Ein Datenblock
= = =
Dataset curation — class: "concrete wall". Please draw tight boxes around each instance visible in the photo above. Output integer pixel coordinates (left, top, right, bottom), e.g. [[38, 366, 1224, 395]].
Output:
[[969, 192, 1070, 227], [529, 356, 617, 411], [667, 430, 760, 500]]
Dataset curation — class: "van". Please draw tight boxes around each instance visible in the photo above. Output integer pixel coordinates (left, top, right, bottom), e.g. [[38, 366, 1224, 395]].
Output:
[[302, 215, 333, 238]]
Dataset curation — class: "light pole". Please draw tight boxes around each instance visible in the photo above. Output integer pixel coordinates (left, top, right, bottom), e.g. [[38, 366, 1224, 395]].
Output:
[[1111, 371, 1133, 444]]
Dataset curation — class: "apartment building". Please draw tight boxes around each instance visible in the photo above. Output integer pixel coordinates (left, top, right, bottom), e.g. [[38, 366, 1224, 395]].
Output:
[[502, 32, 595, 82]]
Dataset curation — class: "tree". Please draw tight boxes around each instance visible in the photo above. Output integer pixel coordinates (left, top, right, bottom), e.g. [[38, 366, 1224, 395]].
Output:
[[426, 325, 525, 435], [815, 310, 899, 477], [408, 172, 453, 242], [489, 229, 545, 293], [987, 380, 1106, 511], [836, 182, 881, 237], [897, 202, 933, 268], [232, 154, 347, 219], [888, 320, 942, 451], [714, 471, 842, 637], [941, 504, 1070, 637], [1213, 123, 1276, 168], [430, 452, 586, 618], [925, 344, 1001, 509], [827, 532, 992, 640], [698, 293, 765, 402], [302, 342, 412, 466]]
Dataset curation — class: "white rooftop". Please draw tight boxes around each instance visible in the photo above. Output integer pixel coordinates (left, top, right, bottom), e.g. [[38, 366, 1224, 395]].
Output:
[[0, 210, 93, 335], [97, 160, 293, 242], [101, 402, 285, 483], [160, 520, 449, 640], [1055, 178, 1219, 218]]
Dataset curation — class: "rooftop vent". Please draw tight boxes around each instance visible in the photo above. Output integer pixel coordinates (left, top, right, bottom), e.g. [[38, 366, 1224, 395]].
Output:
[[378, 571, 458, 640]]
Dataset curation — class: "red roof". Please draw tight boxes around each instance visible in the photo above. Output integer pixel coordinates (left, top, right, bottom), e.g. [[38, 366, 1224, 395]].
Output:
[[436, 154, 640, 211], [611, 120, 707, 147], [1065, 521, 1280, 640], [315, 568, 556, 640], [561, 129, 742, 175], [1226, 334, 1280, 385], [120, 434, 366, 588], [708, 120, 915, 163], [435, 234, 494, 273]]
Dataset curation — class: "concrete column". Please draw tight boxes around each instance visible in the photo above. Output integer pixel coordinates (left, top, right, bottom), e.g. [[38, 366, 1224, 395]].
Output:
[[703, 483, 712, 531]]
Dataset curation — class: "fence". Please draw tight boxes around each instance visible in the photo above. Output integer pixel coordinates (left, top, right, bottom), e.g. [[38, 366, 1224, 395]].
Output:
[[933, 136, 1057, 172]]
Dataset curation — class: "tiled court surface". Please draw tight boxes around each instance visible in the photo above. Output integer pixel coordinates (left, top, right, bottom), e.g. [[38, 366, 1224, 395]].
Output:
= = =
### [Auszuführende Aufgabe]
Gib die Zeilen wortgetreu wieder, beginnend am Anfang der Einträge und endend mit der Zeile, die „[[302, 215, 333, 238]]“ enthält, beide Enden eingeschlossen.

### [Richtige Antwort]
Dataset curation — class: "concrete wall". Please draw tight boxes around each instance visible in the photo above. Output integer pixel coordinates (left, top, right, bottom), e.g. [[38, 366, 1224, 395]].
Output:
[[969, 192, 1070, 227], [529, 356, 617, 411], [667, 430, 760, 500]]
Dataset curation — class: "van". Please draw tight boxes around each instance visible in the photo above. Output integer pixel coordinates (left, top, right, bottom), e.g. [[38, 366, 1224, 395]].
Output:
[[302, 215, 333, 238]]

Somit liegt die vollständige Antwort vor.